Saved entries
---+---
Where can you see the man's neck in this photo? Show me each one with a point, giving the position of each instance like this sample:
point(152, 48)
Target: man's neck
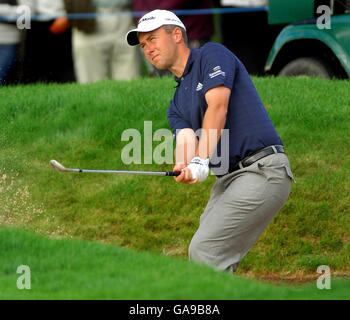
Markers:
point(179, 66)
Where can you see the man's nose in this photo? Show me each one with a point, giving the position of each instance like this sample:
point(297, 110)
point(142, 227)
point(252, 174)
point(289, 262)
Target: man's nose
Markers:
point(149, 49)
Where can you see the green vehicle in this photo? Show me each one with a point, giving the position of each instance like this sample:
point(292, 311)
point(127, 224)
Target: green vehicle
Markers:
point(300, 37)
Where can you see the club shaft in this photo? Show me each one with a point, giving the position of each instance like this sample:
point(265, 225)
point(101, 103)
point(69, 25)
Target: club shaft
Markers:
point(148, 173)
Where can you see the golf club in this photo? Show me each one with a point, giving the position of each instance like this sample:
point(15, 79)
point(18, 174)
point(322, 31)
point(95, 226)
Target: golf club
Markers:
point(60, 168)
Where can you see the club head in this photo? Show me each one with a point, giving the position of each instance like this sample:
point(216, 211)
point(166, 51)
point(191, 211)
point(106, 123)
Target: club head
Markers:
point(57, 166)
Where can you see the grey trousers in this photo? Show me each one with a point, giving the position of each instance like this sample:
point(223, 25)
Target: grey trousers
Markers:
point(240, 207)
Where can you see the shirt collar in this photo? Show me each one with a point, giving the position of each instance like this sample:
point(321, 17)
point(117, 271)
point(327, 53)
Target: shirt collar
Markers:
point(189, 64)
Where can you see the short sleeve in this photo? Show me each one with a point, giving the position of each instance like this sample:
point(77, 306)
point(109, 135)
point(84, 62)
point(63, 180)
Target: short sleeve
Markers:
point(218, 67)
point(175, 120)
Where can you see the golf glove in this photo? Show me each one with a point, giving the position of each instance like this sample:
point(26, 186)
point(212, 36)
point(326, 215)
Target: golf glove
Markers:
point(199, 168)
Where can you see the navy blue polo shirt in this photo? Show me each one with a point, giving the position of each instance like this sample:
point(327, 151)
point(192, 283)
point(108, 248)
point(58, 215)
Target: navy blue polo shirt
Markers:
point(213, 65)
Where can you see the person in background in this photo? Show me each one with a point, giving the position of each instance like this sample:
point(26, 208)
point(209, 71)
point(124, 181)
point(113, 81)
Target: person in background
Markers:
point(28, 51)
point(99, 49)
point(10, 35)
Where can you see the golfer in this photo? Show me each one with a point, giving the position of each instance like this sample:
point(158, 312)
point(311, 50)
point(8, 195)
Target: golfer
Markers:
point(214, 92)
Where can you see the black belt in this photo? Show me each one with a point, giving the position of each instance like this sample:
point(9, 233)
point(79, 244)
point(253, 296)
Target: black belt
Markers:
point(262, 153)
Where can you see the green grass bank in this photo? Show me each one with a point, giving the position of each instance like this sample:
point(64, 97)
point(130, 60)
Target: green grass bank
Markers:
point(72, 269)
point(82, 126)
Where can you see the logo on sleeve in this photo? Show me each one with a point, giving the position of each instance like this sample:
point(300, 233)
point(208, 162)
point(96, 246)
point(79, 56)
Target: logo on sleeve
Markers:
point(199, 87)
point(217, 72)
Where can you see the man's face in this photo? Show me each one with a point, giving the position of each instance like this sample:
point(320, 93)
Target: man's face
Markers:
point(159, 48)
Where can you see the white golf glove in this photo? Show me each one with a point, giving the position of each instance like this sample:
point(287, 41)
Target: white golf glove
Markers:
point(199, 168)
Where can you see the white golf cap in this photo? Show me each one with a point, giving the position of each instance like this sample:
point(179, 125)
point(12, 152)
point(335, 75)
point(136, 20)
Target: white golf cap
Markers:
point(152, 21)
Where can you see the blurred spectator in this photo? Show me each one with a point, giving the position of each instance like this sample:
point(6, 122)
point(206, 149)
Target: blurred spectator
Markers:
point(200, 28)
point(32, 52)
point(99, 48)
point(248, 34)
point(10, 35)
---+---
- Work instruction
Would you copy exactly the lines from the one that contains "point(209, 71)" through the final line of the records above, including both?

- Solution to the exercise
point(209, 71)
point(124, 181)
point(113, 81)
Target: person in background
Markers:
point(28, 51)
point(99, 49)
point(10, 35)
Where can you see the golfer in this photo? Show me each one with a point, giving the position of each instance like this sample:
point(158, 312)
point(311, 50)
point(8, 195)
Target: golfer
Markers:
point(214, 92)
Where can you see the black belt in this photo? Show me each one with a point, giving the position of each instance like this sample:
point(9, 233)
point(79, 244)
point(253, 296)
Target: black belt
Markers:
point(262, 153)
Where can you see the green grass bank in this photo? Show me each one with a point, giving the position of each instance like this sample:
point(64, 97)
point(130, 60)
Target: green grass bank
Markers:
point(72, 269)
point(82, 126)
Where can you see the logo on sleeve in this photo? Show me each one with a point, giving the position of each instance like this sample:
point(300, 233)
point(208, 162)
point(96, 246)
point(79, 56)
Target: logo on sleeve
Markers:
point(199, 87)
point(217, 72)
Where can you see the man's face in this photo? Show me each one with a point, giving the position of each instance like this sample:
point(320, 93)
Target: man's face
Markers:
point(159, 48)
Where can you see the white golf glove in this photo? Show me each one with a point, giving the position of each instance like this sample:
point(287, 41)
Target: white golf glove
Markers:
point(199, 168)
Where can you see the white golf cap in this photo? Show me each one with a point, giving the position of each instance like this sample:
point(179, 125)
point(12, 152)
point(335, 75)
point(136, 20)
Target: white golf cap
Markers:
point(152, 21)
Where can you see the blurred spectator in this photo? Show me each one with a point, giving the position of each instance like this sample:
point(6, 122)
point(206, 149)
Target: blurred spectator
Markers:
point(200, 28)
point(32, 52)
point(99, 48)
point(248, 34)
point(10, 35)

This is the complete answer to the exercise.